━━━ Kutipan Teks ━━━

Relasi Ulama, Pemerintah dan Rakyat: Nasihat, Kebijakan dan Sikap sesuai Takaran Syariat

 
Relasi Ulama, Pemerintah dan Rakyat: Nasihat, Kebijakan dan Sikap sesuai Takaran Syariat
Sumber Gambar: tempo.com, Ilustrasi: laduni.ID

Laduni.ID, Jakarta - "Kesalahan itu tidak pernah ada. Tapi kalau orang salah itu ada." Ungkap Gus Baha dalam salah satu pengajiannya.

Islam tidak pernah salah dalam membuat undang-undang kehidupan manusia. Sehingga seandainya manusia mematuhi sesuai aturannya, maka tidak akan terjadi kesalahan dan perpecahan. Maka kesemrawutan situasi negara khususnya saat ini, adalah representasi dari ketidakpatuhan itu sendiri.

Peran ulama, pemerintah dan rakyat, saya rasa adalah kunci dari kestabilan dan ketenteraman negara. Ketika ketiganya sudah berjalan di jalannya masing-masing, mustahil negara akan tidak tenteram apalagi di ambang kehancuran. Dimana ketika negara sedang “burem” akibat pemimpinnya, maka seorang ulama seharusnya memberi nasihat dan masyarakat jangan sibuk mencaci-maki, agar tidak semakin memperkeruh suasana.

Seorang ulama dalam memberi nasihat seharusnya dengan lemah lembut dan penuh kasih sayang. Mungkin dengan cara seperti itu ia akan sadar dan bertaubat. Bukankah dalam Al-Qur'an dijelaskan bahwa Nabi Musa AS dan Nabi Harun AS diperintahkan untuk bersikap lemah lembut ketika berdakwah kepada Fir’aun dengan harapan agar bertaubat?

Allah SWT berfirman:

اذْهَبَآ إِلَى فِرْعَوْنَ إِنَّهُ طَغَى. فَقُولاَ لَهُ قَوْلاً لَّيِّنًا لَّعَلَّهُ يَتَذَكَّرُ أَوْ يَخْشَى.

━━━ Bahan yang Diberikan ━━━

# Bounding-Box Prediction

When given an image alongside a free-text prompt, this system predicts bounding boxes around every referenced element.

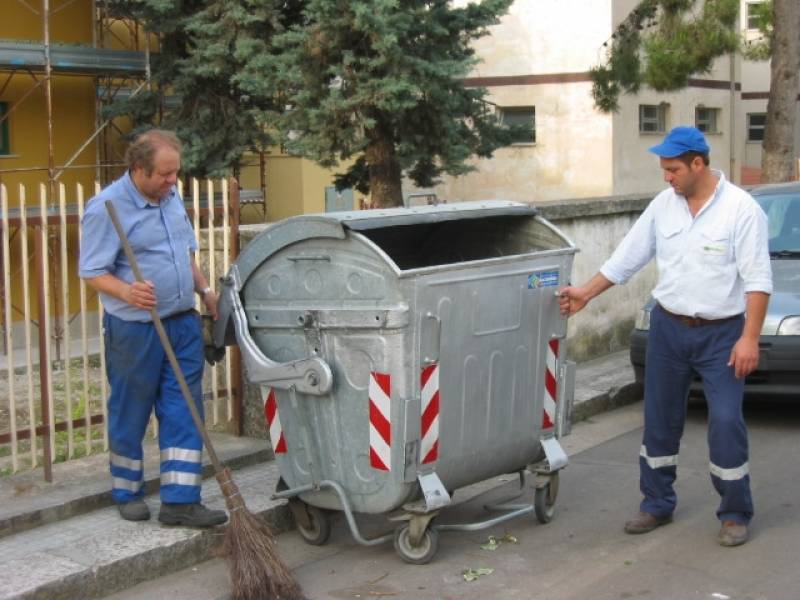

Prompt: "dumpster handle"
[272,479,394,546]
[220,265,333,396]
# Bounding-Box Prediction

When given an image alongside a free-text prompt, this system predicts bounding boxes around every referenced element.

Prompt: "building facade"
[422,0,800,203]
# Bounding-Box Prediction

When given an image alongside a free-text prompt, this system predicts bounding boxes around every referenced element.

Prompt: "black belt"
[658,304,742,327]
[161,308,199,321]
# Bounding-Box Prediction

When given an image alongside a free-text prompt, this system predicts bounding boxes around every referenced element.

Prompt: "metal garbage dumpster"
[214,201,576,563]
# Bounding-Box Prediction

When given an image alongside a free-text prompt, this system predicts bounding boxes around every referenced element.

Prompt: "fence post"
[228,177,244,436]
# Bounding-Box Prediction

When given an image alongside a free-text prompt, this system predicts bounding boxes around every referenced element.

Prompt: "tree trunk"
[761,0,800,183]
[364,129,403,208]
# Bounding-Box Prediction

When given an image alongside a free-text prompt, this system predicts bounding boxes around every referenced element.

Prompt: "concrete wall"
[540,194,657,362]
[424,0,768,203]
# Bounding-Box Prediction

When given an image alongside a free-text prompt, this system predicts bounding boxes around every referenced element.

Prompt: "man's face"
[131,146,181,202]
[661,156,703,198]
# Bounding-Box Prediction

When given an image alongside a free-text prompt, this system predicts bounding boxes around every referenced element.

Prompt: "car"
[630,183,800,399]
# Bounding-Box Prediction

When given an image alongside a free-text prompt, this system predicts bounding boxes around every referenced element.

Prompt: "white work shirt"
[600,170,772,319]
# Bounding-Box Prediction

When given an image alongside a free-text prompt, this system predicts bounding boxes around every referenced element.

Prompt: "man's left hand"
[203,290,219,321]
[728,337,758,379]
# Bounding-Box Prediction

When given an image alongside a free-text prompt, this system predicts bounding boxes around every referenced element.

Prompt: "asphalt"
[0,351,641,600]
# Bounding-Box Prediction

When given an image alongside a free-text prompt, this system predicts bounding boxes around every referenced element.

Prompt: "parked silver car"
[630,183,800,397]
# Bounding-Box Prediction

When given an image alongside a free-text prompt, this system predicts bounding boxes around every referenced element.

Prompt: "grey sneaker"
[717,521,749,546]
[158,502,228,527]
[625,512,672,535]
[117,498,150,521]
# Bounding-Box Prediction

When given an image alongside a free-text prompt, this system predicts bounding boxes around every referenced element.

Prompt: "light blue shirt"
[600,171,772,319]
[78,173,197,321]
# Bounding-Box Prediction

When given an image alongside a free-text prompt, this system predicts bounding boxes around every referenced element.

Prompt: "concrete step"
[0,461,291,600]
[0,432,272,539]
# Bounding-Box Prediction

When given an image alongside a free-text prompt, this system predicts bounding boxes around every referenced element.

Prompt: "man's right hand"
[558,285,589,317]
[122,281,156,310]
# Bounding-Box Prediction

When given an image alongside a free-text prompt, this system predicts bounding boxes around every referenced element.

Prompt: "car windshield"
[755,193,800,257]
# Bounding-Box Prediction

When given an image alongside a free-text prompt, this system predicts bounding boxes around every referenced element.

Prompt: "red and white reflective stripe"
[369,373,392,471]
[542,340,558,429]
[419,364,439,465]
[261,386,286,454]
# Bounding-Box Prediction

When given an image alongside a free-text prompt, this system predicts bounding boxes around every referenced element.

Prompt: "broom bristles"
[217,469,306,600]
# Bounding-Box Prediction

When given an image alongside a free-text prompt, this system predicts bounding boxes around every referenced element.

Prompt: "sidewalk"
[0,351,640,600]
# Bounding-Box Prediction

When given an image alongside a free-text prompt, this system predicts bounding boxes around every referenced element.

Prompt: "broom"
[106,200,305,600]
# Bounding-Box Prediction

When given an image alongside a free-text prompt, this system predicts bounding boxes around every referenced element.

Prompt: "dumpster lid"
[324,200,536,231]
[236,200,537,285]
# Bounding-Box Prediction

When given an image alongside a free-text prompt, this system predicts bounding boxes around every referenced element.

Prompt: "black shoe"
[158,502,228,527]
[117,498,150,521]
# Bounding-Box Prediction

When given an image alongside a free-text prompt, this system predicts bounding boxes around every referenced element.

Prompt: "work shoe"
[158,502,228,527]
[117,498,150,521]
[625,512,672,534]
[717,521,749,546]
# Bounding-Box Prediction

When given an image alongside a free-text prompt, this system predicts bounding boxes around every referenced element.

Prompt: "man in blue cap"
[560,126,772,546]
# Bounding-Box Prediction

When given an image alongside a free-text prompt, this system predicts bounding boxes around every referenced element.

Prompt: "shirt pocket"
[698,230,731,264]
[656,221,683,260]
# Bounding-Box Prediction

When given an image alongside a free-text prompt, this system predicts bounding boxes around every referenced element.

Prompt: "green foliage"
[268,0,512,202]
[591,0,739,112]
[742,0,773,60]
[106,0,299,177]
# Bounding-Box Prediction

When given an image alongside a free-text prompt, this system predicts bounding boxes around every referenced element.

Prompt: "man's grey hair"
[125,129,181,176]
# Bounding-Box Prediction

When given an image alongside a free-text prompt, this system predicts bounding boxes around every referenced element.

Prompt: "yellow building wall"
[0,0,94,46]
[0,0,96,328]
[0,0,96,199]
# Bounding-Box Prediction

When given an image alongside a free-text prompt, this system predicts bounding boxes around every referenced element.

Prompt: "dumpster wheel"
[297,504,331,546]
[533,471,558,524]
[394,523,439,565]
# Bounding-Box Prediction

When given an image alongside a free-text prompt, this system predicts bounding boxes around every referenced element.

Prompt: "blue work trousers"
[103,311,203,504]
[639,306,753,524]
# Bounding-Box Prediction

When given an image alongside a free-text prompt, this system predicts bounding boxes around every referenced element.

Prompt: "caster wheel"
[297,504,331,546]
[533,473,558,523]
[394,524,439,565]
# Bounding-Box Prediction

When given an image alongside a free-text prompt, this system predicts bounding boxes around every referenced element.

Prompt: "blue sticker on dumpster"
[528,271,558,290]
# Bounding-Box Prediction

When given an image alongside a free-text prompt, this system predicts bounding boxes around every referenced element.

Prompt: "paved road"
[104,404,800,600]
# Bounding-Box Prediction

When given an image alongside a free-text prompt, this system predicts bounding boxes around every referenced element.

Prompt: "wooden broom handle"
[106,200,222,473]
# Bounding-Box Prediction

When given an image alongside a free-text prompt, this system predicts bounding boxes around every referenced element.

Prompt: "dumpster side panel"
[243,238,415,513]
[415,250,573,489]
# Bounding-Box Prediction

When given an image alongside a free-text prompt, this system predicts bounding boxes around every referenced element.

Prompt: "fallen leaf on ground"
[462,567,494,581]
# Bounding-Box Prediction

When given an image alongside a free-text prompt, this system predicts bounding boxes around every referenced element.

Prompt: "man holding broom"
[79,129,227,527]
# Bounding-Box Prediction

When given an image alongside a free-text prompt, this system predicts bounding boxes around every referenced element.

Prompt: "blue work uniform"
[79,173,203,504]
[600,171,772,524]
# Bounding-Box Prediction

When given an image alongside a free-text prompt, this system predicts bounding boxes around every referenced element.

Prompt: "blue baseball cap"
[650,125,710,158]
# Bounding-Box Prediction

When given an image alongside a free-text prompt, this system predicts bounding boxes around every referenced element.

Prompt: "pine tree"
[103,0,299,177]
[591,0,800,181]
[266,0,518,206]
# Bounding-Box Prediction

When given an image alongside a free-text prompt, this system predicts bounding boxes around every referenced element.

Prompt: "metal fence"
[0,179,241,481]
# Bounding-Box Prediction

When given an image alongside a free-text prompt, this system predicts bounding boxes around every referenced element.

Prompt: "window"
[0,102,11,156]
[694,106,720,133]
[747,113,767,142]
[746,2,764,30]
[639,104,667,133]
[500,106,536,144]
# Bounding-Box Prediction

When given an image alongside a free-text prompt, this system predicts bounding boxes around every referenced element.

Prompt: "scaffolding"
[0,0,151,190]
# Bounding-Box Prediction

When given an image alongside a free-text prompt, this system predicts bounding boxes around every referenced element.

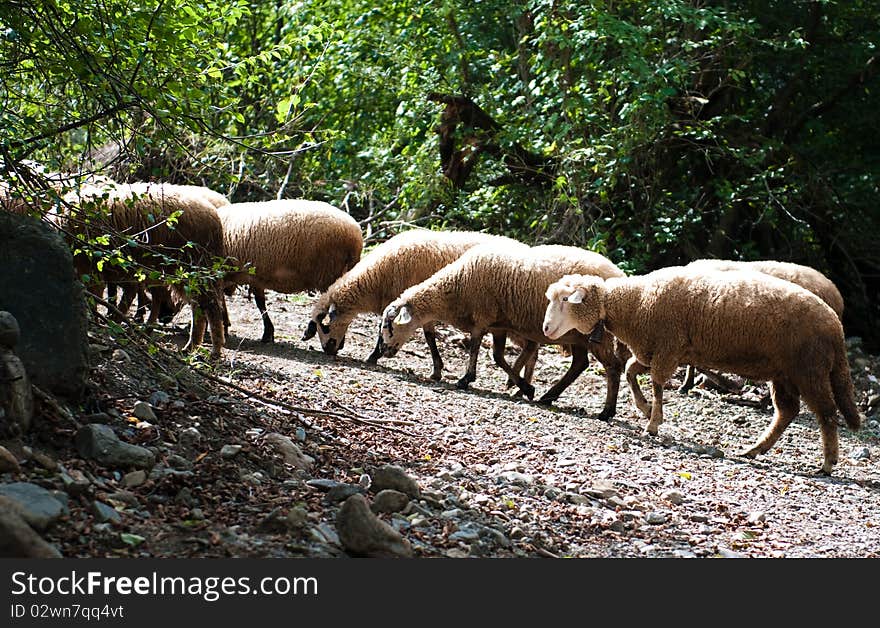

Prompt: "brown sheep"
[544,267,861,474]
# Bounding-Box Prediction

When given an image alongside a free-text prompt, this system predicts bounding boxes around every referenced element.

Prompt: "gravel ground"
[6,294,880,558]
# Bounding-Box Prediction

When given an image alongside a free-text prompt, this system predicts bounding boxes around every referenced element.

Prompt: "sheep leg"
[592,335,623,421]
[740,380,801,458]
[253,288,275,342]
[798,376,840,475]
[492,331,537,400]
[678,364,697,395]
[625,356,651,417]
[422,323,443,382]
[645,355,678,436]
[538,345,590,406]
[455,330,486,390]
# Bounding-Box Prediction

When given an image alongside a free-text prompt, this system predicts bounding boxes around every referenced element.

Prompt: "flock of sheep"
[0,181,860,474]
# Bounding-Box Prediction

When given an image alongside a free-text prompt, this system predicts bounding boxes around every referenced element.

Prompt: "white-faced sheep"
[217,199,364,342]
[61,184,225,358]
[302,229,519,380]
[381,244,628,419]
[678,259,843,393]
[544,267,861,473]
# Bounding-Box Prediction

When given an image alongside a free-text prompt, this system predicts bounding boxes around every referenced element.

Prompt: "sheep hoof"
[595,408,614,421]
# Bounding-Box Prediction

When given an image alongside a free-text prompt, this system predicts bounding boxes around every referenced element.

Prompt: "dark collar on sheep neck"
[588,318,605,344]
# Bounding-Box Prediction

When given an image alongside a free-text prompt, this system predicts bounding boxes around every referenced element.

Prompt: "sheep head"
[544,275,605,342]
[303,303,352,355]
[381,301,421,358]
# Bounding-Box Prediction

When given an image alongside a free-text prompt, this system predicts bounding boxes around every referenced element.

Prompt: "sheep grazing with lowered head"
[381,244,628,419]
[217,199,364,342]
[63,184,225,358]
[302,229,519,380]
[544,266,861,474]
[678,259,843,393]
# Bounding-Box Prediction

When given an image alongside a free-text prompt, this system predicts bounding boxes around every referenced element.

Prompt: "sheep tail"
[831,346,862,430]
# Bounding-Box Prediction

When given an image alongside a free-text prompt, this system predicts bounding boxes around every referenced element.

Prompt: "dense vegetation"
[0,0,880,347]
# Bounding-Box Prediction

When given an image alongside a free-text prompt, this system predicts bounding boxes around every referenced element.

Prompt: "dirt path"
[211,296,880,557]
[20,295,880,557]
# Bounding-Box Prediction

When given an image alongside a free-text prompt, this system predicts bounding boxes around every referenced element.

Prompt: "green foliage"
[0,0,880,344]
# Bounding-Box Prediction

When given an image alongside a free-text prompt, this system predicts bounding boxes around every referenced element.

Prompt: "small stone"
[74,423,156,469]
[336,494,413,558]
[149,390,171,408]
[165,454,192,471]
[850,447,871,460]
[746,512,767,525]
[645,512,668,525]
[327,484,364,504]
[111,349,131,363]
[61,469,92,497]
[220,445,242,460]
[122,469,147,488]
[131,401,157,423]
[370,488,409,514]
[0,497,61,558]
[372,464,420,498]
[264,433,315,471]
[177,427,202,449]
[660,489,684,506]
[92,501,122,523]
[0,482,67,530]
[306,478,343,491]
[0,445,21,473]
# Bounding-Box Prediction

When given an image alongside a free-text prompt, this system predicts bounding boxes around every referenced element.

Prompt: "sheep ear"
[394,305,412,325]
[563,288,586,303]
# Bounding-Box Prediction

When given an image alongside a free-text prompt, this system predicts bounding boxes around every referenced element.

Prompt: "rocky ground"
[0,295,880,558]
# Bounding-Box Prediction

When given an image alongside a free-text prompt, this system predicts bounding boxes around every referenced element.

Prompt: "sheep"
[61,184,225,358]
[217,199,364,342]
[544,267,861,474]
[381,244,628,419]
[302,229,519,380]
[678,259,843,393]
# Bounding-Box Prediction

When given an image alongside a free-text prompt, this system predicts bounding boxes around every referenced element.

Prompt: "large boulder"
[0,211,89,400]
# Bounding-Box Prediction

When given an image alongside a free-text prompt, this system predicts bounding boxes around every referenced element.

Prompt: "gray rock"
[326,483,364,504]
[149,390,171,408]
[660,489,684,506]
[645,512,669,525]
[74,423,156,469]
[91,501,122,523]
[0,445,21,473]
[370,488,409,514]
[61,469,92,497]
[850,447,871,460]
[0,482,67,530]
[165,454,192,471]
[131,401,157,423]
[371,464,420,498]
[177,427,202,449]
[263,433,315,471]
[306,478,344,491]
[220,445,242,460]
[0,212,89,401]
[746,512,767,525]
[0,497,61,558]
[336,495,413,558]
[122,469,147,488]
[110,349,131,364]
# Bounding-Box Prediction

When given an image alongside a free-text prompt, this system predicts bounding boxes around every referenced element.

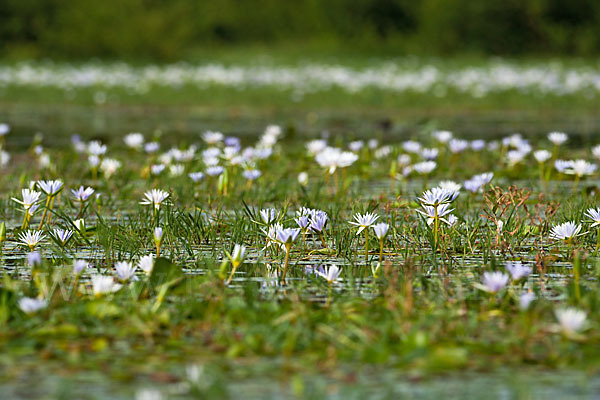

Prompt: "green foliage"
[0,0,600,60]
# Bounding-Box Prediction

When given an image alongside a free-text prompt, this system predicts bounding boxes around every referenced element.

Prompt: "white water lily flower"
[464,172,494,193]
[554,307,587,335]
[19,231,44,251]
[315,147,358,174]
[138,254,154,275]
[306,139,327,156]
[206,165,225,176]
[19,297,48,314]
[419,187,459,207]
[550,221,583,241]
[438,181,462,192]
[482,271,509,293]
[202,131,224,145]
[519,292,535,311]
[225,243,246,268]
[585,208,600,228]
[533,150,552,163]
[548,132,569,146]
[412,161,437,175]
[123,132,144,150]
[115,261,137,282]
[563,160,598,177]
[140,189,169,210]
[100,158,121,178]
[349,212,379,235]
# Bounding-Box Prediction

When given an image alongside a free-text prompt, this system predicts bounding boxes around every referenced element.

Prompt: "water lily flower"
[100,158,121,178]
[371,222,390,240]
[115,261,137,282]
[548,132,569,146]
[73,260,90,275]
[315,265,342,285]
[37,180,63,197]
[137,254,154,275]
[550,221,583,243]
[348,212,379,235]
[150,164,167,175]
[533,150,552,163]
[448,139,469,154]
[206,165,225,176]
[470,139,485,151]
[348,140,365,153]
[12,189,42,211]
[87,140,106,157]
[27,251,42,267]
[140,189,169,210]
[71,186,94,203]
[585,208,600,228]
[504,261,533,281]
[563,160,598,178]
[188,172,204,183]
[123,132,144,150]
[438,181,462,192]
[519,292,535,311]
[482,271,509,293]
[19,231,45,251]
[144,142,160,154]
[19,297,48,314]
[421,148,440,161]
[52,228,73,247]
[275,228,300,245]
[554,307,587,335]
[202,131,225,145]
[91,275,123,297]
[412,161,437,175]
[416,203,454,226]
[315,147,358,175]
[419,187,459,207]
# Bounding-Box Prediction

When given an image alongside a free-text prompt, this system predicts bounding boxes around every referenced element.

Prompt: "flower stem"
[281,244,292,285]
[365,227,369,264]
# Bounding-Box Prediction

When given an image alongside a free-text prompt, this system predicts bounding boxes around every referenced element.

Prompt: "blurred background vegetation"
[0,0,600,61]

━━━

§ **Daftar Tugas**
[A] Jawab pertanyaan berikut berdasarkan kutipan teks.
(i) Menurut ucapan Gus Baha, apa yang tidak pernah ada?
(ii) Tiga pihak mana yang disebut sebagai kunci kestabilan dan ketenteraman negara?
(iii) Kepada siapa Nabi Musa AS dan Nabi Harun AS diperintahkan bersikap lemah lembut ketika berdakwah?
[B] Sebutkan semua orang yang disebut namanya dalam kutipan teks.

§ **Jawaban Tugas**
[A]
(i) Kesalahan.
(ii) Ulama, pemerintah, dan rakyat.
(iii) Fir'aun.

[B]
Gus Baha
Nabi Musa AS
Nabi Harun AS
Fir'aun